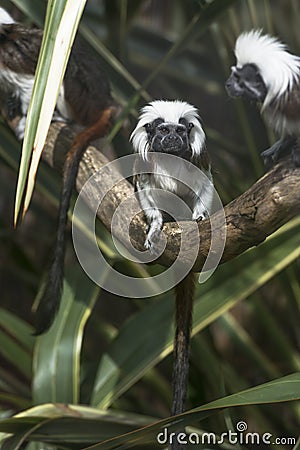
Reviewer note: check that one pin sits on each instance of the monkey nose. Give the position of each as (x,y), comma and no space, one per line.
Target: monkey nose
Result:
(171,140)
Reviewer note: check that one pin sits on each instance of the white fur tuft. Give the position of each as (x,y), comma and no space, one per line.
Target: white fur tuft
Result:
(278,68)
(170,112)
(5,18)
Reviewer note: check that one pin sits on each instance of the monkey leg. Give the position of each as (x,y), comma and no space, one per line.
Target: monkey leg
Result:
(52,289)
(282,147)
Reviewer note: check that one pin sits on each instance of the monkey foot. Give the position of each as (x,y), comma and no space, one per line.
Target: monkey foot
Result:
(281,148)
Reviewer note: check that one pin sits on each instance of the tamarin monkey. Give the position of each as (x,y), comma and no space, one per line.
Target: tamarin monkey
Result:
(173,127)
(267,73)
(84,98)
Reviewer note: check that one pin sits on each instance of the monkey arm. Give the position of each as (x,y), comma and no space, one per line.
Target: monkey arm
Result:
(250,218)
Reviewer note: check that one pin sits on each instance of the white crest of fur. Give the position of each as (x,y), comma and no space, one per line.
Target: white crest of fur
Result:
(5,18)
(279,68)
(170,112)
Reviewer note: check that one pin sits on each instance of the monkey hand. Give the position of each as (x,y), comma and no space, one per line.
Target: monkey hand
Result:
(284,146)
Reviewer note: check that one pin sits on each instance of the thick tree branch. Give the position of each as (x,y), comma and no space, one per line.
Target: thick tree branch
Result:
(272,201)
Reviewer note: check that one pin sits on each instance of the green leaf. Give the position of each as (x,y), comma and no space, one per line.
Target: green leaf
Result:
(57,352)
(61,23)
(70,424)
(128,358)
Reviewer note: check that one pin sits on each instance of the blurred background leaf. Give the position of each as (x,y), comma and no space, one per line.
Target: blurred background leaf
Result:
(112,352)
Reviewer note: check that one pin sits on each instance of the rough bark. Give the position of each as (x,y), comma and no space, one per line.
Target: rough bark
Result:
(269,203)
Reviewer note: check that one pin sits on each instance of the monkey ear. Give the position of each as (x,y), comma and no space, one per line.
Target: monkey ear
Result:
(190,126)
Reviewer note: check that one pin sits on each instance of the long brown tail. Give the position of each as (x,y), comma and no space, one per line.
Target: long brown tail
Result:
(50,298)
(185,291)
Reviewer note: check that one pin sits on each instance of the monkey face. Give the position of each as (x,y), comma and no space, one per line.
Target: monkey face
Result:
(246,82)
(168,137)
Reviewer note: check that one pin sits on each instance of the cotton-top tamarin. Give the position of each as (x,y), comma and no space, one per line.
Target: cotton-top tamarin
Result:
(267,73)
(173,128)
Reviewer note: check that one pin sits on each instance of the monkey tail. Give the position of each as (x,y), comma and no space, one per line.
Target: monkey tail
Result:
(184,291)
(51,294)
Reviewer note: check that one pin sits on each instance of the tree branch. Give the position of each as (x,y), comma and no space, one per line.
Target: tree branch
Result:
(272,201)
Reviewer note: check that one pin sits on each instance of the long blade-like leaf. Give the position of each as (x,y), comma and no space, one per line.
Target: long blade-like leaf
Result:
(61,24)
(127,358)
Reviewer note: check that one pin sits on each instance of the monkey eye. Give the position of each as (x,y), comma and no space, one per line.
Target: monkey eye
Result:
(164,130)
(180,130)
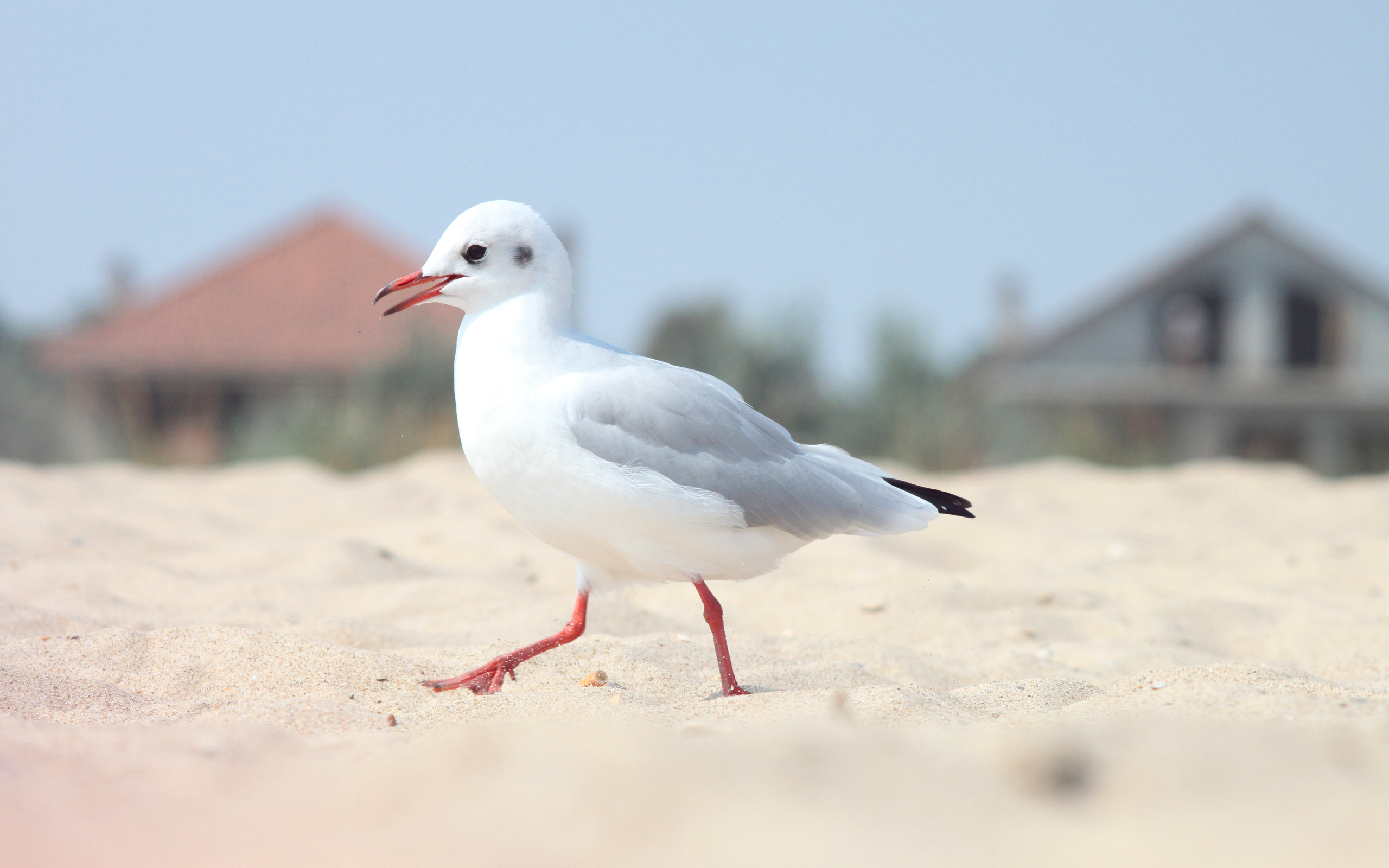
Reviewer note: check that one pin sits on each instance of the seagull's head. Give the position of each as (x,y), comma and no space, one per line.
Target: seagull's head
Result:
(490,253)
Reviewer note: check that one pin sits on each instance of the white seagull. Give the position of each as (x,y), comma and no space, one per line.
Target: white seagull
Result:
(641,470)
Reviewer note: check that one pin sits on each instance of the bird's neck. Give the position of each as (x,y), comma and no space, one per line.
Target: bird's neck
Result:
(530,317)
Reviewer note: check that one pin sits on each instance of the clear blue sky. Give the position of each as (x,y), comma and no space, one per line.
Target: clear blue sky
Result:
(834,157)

______________________________

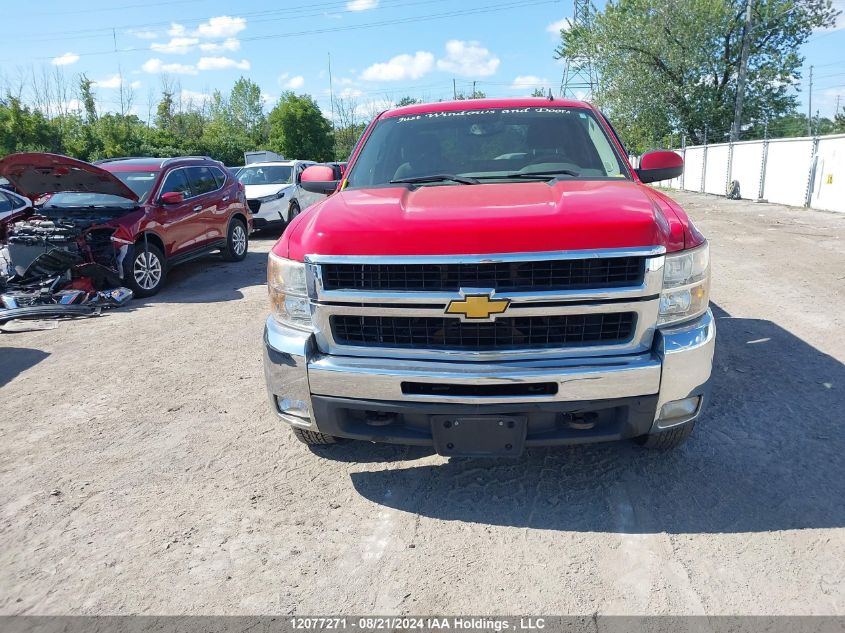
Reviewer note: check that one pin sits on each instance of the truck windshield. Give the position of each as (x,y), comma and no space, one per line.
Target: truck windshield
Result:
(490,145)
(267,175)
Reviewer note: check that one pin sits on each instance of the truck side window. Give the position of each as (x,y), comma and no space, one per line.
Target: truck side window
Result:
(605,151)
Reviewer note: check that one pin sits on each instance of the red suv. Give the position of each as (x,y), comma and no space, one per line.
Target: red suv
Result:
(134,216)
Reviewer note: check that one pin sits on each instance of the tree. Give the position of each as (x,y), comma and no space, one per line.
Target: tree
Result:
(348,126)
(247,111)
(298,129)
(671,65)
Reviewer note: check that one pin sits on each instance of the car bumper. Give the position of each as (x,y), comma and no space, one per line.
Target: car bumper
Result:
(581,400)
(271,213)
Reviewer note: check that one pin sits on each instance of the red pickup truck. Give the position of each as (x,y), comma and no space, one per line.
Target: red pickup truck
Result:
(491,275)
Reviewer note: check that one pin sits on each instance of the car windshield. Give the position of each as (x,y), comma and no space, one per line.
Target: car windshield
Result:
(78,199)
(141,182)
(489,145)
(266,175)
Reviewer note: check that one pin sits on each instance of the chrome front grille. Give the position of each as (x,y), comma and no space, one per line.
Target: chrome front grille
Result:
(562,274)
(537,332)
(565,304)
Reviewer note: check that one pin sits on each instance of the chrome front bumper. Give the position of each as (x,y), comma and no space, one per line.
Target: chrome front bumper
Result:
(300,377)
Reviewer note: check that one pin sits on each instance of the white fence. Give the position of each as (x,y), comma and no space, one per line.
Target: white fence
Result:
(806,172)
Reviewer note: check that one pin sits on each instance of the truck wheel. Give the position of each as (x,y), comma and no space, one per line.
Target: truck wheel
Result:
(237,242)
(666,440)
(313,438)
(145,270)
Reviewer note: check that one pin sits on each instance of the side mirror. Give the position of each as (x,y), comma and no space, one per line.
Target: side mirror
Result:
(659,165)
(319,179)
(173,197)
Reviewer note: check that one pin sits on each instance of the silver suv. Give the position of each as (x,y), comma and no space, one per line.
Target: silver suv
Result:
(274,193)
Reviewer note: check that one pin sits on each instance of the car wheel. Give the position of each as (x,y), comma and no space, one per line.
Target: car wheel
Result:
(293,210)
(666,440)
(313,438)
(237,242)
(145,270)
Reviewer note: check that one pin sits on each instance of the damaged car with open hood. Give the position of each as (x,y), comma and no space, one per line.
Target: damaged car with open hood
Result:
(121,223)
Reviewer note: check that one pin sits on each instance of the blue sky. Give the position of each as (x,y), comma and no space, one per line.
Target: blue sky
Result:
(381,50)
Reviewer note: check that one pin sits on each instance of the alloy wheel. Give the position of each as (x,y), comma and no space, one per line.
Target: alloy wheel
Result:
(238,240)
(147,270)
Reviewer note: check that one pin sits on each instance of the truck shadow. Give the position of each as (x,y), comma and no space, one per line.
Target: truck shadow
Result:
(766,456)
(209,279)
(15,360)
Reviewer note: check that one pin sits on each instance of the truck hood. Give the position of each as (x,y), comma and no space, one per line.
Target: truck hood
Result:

______________________________

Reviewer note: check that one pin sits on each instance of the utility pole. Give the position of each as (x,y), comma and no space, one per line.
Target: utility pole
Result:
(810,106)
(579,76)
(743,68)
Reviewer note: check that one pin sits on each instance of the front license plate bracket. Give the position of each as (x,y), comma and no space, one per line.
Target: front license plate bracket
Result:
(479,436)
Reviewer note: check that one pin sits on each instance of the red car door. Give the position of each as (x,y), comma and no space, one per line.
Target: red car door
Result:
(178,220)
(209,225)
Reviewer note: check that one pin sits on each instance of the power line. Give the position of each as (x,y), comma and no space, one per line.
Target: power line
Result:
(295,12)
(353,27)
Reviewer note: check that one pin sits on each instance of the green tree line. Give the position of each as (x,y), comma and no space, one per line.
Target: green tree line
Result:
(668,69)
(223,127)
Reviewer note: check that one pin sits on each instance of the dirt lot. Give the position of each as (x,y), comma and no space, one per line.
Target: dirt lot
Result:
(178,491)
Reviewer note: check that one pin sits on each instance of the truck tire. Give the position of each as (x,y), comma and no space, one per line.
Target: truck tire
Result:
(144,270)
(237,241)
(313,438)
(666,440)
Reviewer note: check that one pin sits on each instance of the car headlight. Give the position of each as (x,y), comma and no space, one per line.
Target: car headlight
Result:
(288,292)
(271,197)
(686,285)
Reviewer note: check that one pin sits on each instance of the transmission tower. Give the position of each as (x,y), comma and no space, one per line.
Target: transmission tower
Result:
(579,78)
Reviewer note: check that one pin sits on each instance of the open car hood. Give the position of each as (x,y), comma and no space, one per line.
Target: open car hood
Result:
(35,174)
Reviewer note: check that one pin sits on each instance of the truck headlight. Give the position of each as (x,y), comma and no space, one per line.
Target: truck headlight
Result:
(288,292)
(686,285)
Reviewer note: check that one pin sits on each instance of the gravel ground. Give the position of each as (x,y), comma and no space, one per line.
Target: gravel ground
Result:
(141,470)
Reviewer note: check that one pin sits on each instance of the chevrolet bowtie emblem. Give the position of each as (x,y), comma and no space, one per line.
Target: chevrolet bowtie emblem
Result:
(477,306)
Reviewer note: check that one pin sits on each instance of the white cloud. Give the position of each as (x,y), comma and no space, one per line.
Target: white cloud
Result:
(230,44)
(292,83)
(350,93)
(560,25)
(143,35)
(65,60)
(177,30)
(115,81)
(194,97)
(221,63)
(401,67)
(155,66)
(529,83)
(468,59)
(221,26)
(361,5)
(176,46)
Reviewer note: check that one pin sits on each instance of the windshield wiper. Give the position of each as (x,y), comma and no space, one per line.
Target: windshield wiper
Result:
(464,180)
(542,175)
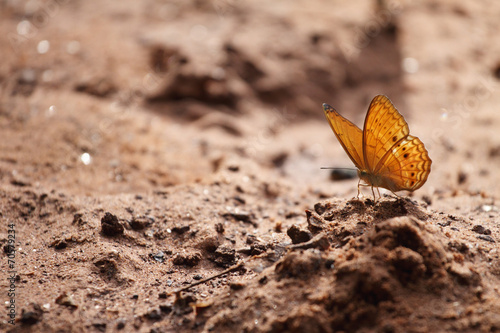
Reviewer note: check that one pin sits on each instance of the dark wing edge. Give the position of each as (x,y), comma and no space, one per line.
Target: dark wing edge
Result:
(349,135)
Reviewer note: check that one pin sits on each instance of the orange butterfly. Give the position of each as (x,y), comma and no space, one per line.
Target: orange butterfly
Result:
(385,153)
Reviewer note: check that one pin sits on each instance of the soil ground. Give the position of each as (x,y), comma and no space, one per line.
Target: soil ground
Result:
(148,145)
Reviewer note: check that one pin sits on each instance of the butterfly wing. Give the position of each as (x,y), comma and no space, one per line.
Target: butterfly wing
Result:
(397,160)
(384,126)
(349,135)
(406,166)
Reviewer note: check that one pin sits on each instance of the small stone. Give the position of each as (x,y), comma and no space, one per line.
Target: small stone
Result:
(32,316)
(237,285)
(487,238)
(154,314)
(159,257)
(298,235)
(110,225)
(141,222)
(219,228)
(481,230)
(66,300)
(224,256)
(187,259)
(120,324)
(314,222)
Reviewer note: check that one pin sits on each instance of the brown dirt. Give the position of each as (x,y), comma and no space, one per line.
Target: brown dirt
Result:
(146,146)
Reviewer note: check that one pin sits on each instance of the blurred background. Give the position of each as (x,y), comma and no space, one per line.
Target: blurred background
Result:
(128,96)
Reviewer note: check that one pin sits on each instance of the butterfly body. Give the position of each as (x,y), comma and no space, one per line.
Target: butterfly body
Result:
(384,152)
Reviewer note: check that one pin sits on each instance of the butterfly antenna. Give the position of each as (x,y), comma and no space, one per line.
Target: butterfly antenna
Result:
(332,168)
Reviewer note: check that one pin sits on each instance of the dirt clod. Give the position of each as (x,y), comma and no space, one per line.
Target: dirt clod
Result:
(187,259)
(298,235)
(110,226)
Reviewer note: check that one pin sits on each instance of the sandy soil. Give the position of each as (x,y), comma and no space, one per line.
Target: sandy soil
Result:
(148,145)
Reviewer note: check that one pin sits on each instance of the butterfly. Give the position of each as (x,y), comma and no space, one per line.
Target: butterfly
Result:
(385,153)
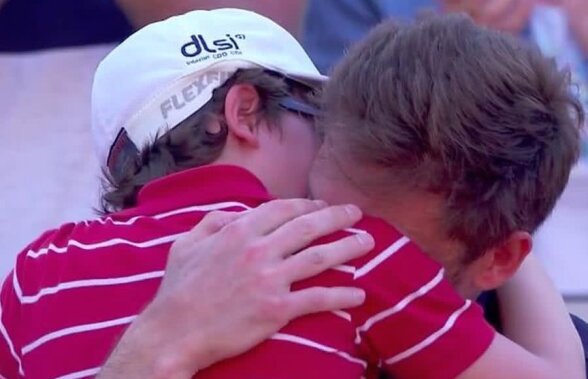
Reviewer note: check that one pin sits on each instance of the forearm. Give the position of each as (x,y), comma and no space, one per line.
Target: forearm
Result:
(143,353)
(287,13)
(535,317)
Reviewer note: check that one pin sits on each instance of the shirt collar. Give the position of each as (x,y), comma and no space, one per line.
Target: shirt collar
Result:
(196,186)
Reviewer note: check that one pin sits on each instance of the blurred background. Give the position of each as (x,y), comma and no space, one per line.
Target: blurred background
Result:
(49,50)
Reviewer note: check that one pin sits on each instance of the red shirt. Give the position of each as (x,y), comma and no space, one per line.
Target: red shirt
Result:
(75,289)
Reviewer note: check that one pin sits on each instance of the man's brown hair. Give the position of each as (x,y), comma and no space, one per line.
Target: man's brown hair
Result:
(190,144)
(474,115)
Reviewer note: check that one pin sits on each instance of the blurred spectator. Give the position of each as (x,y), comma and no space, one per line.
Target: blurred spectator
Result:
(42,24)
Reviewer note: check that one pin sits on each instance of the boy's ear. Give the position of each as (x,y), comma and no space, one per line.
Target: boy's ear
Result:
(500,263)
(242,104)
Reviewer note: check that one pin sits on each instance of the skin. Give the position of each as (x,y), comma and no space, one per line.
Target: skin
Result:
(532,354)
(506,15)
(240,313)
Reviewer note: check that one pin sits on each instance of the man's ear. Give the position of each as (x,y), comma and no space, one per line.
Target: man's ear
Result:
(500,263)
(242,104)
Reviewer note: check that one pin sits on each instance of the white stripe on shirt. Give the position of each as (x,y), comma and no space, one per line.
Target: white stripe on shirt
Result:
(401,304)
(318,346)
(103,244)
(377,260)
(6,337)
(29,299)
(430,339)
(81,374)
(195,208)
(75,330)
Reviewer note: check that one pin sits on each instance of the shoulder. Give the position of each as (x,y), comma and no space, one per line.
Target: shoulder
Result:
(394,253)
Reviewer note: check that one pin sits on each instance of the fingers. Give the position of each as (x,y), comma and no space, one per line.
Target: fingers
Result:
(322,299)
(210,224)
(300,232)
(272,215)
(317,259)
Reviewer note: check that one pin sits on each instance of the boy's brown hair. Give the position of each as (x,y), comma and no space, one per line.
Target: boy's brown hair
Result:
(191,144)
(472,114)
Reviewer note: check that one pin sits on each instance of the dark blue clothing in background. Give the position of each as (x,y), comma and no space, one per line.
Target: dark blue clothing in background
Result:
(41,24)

______________________________

Please gather every line in the items above that contains the word "small", and copy each one unchanged.

→ Result of the exercise:
Reviewer note: check that one pin sits on each instance of the small stone. Give the position of each as (x,y), comma and no space, one per line.
Target: small stone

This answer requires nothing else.